* WHAT YOU SHOULD DO: Return verbatim the lines of the data below, from the line containing "Target = fingertip" up to and including the line containing "x=583 y=148".

* EXTRACTED ENTRIES:
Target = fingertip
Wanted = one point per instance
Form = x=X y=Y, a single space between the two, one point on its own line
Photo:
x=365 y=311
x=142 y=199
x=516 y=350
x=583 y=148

==

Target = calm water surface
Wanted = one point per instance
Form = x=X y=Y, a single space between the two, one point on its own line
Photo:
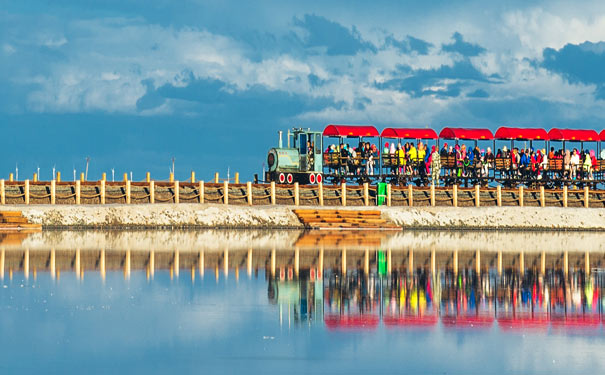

* TASK RESPONSE:
Target = fingertip
Wanted = one point per instance
Form = x=X y=Y, a single space between the two, one point on its own line
Photo:
x=365 y=311
x=142 y=199
x=516 y=350
x=583 y=148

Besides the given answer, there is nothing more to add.